## WORK TO BE COMPLETED:
Locate the line that contains "Mark each instance of the magellanic", then copy it and all later lines of the data below exactly, through the last one.

## LISTING:
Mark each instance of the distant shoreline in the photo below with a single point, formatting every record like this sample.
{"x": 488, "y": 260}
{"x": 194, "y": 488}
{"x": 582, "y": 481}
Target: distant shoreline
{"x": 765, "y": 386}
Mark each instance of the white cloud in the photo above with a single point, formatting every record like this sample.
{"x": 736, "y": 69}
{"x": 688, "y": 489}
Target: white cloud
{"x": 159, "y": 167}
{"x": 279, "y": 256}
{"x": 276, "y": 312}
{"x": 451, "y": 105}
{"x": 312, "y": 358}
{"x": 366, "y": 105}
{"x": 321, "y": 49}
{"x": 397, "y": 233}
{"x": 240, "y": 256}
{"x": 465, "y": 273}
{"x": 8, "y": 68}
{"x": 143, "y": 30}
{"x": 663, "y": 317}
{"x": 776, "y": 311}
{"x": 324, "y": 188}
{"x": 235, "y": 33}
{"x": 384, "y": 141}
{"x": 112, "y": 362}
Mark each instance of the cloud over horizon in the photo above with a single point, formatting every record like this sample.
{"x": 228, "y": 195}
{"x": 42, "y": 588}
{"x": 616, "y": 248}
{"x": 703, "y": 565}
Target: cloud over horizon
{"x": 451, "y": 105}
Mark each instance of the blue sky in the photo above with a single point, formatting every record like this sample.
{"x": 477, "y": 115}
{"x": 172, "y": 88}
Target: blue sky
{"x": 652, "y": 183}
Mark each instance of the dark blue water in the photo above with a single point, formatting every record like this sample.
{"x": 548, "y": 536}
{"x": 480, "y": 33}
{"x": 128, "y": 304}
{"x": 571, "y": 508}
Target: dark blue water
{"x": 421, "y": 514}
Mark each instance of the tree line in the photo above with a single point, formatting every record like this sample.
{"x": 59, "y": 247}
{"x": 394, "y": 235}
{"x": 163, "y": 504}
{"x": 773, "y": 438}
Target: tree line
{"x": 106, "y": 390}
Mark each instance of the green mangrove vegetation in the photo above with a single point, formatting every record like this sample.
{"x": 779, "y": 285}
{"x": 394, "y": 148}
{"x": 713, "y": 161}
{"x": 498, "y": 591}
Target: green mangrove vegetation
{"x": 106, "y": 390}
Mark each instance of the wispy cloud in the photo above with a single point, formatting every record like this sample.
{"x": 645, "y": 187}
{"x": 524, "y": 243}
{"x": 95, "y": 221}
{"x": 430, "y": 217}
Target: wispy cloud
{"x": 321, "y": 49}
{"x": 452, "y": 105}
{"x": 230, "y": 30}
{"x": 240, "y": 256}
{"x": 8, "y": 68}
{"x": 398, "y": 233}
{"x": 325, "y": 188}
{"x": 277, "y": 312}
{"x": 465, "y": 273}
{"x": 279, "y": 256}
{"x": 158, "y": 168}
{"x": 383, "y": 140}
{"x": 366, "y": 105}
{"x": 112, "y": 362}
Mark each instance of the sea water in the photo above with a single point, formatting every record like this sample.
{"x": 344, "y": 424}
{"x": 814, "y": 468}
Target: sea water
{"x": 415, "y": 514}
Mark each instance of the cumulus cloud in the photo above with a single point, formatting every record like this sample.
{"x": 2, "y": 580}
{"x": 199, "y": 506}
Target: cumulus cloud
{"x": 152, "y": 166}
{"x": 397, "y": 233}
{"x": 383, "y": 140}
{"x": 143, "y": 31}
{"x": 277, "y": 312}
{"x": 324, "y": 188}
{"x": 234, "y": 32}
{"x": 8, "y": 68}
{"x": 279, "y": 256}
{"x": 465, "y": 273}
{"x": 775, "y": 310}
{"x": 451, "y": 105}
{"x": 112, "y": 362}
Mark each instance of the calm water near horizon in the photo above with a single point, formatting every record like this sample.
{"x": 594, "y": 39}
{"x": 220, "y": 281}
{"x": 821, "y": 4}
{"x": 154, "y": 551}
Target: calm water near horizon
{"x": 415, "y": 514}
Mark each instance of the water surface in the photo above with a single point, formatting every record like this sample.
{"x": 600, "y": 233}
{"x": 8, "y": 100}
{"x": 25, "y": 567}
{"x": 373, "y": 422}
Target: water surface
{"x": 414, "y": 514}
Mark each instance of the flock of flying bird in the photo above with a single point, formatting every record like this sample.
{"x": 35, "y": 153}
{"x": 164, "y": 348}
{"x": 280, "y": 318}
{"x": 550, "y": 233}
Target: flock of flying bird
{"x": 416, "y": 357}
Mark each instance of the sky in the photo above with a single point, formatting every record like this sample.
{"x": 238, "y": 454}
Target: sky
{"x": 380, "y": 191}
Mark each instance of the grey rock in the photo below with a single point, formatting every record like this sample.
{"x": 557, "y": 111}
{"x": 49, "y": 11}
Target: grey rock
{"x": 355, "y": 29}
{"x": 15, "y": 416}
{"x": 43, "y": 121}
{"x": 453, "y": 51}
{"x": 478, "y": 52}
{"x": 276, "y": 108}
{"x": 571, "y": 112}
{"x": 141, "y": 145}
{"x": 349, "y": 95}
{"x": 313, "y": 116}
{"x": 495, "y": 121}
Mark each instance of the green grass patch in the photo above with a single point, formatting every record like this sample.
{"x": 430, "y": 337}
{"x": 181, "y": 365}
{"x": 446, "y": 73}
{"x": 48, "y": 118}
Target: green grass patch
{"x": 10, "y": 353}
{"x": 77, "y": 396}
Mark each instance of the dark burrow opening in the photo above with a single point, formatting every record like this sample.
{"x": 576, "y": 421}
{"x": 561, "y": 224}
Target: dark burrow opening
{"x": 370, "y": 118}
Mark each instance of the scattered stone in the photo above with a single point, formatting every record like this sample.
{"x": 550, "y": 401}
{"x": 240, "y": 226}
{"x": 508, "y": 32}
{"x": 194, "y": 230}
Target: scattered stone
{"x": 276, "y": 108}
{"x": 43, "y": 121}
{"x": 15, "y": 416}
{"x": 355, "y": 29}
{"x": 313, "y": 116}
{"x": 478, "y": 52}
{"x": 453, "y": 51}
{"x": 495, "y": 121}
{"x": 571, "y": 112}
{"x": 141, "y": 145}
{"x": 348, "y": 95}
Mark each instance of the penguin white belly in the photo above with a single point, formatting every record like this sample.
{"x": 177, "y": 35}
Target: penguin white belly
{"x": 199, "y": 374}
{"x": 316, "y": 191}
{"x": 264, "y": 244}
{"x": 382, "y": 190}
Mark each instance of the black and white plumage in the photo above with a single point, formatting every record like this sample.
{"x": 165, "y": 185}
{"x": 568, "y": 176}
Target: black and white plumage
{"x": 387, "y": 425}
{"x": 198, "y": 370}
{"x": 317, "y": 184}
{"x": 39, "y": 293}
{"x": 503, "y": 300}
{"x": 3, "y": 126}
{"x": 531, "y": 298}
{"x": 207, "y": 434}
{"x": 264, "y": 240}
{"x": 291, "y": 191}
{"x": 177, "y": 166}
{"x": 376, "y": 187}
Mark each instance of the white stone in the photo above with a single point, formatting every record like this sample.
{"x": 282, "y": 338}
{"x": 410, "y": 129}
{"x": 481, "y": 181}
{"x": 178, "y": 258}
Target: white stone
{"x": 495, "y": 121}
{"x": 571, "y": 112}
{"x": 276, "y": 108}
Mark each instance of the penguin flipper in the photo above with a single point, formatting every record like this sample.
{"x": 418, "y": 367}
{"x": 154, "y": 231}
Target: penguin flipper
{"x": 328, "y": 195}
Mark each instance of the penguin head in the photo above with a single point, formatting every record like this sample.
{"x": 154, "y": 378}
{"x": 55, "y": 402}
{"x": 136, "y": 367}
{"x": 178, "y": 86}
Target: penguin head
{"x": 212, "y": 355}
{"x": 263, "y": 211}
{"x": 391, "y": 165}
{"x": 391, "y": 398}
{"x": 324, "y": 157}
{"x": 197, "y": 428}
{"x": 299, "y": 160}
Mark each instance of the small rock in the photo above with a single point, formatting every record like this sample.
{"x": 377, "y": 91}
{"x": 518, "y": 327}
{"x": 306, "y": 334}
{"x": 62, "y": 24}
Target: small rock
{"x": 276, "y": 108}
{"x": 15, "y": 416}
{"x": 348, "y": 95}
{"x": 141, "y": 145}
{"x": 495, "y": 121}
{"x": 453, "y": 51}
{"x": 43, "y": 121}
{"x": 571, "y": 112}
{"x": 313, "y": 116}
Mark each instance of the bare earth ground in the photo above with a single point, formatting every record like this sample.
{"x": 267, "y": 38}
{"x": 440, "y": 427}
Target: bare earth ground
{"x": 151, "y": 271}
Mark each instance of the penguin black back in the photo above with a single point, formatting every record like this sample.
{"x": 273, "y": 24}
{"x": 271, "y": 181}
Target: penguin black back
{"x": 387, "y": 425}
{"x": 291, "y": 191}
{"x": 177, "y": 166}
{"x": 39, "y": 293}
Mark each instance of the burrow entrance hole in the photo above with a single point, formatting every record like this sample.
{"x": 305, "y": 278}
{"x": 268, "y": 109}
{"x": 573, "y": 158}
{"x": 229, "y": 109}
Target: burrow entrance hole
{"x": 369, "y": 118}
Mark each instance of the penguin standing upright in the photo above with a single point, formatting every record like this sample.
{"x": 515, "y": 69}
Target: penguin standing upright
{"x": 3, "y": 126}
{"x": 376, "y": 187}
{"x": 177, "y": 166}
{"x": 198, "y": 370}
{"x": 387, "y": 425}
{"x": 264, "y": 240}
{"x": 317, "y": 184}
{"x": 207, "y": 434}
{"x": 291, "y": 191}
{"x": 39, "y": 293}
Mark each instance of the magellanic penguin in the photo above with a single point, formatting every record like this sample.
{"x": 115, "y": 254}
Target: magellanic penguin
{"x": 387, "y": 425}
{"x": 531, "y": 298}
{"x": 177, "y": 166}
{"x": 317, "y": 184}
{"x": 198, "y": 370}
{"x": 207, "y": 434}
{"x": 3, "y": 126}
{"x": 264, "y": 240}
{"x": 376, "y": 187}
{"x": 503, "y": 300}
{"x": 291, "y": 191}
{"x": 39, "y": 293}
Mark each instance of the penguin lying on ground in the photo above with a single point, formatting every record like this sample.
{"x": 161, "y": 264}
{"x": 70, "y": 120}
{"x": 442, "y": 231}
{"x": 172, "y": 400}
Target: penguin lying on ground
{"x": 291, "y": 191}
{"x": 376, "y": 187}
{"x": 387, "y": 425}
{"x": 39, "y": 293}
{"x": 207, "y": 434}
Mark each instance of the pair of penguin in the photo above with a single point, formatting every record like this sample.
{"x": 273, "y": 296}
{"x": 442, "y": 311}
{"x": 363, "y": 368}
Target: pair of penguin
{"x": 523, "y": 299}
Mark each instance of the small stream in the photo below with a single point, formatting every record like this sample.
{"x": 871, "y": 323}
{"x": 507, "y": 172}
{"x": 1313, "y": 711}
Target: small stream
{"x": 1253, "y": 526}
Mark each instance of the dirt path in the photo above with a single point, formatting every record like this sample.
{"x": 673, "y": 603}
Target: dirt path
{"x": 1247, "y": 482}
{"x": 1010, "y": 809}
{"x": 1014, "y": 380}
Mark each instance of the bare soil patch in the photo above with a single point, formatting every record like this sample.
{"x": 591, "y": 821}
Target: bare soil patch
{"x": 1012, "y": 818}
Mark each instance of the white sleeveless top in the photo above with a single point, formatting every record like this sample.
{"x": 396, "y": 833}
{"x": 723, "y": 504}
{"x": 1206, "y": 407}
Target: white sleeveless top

## OUTPUT OF THE TASK:
Mark each instance of the magellanic penguin in the photo above with a single point, formatting every record like this sample.
{"x": 115, "y": 254}
Target: magellanic penguin
{"x": 387, "y": 425}
{"x": 531, "y": 298}
{"x": 177, "y": 166}
{"x": 317, "y": 184}
{"x": 198, "y": 370}
{"x": 207, "y": 434}
{"x": 3, "y": 126}
{"x": 264, "y": 240}
{"x": 376, "y": 187}
{"x": 503, "y": 300}
{"x": 291, "y": 191}
{"x": 39, "y": 293}
Mark each instance of the penguin lying on ground in the photo above with a single point, formatting every record like this sample.
{"x": 161, "y": 264}
{"x": 70, "y": 120}
{"x": 442, "y": 231}
{"x": 172, "y": 400}
Target: penguin lying on ground
{"x": 291, "y": 191}
{"x": 376, "y": 187}
{"x": 387, "y": 425}
{"x": 39, "y": 293}
{"x": 207, "y": 434}
Mark each instance of the pair of penguin in the photo above with a single point, formatting every record like this sample.
{"x": 273, "y": 296}
{"x": 442, "y": 311}
{"x": 363, "y": 368}
Target: pair of penguin
{"x": 523, "y": 299}
Mark each instance of the small stream in the photo below with a single point, formatting every record like this sample.
{"x": 871, "y": 323}
{"x": 507, "y": 172}
{"x": 1313, "y": 711}
Target: small stream
{"x": 1253, "y": 526}
Mark each instance of the dirt path in the photo above with a single point, formatting every record like this sample.
{"x": 673, "y": 603}
Target: dirt path
{"x": 1247, "y": 482}
{"x": 1010, "y": 809}
{"x": 1014, "y": 380}
Mark each instance of the bare soil patch in the photo above with a single point, formatting every record like this sample.
{"x": 591, "y": 821}
Target: bare soil patch
{"x": 1012, "y": 818}
Mark each instance of the white sleeveless top in the photo above with a single point, formatting every record like this sample.
{"x": 396, "y": 833}
{"x": 723, "y": 504}
{"x": 1206, "y": 407}
Target: white sleeveless top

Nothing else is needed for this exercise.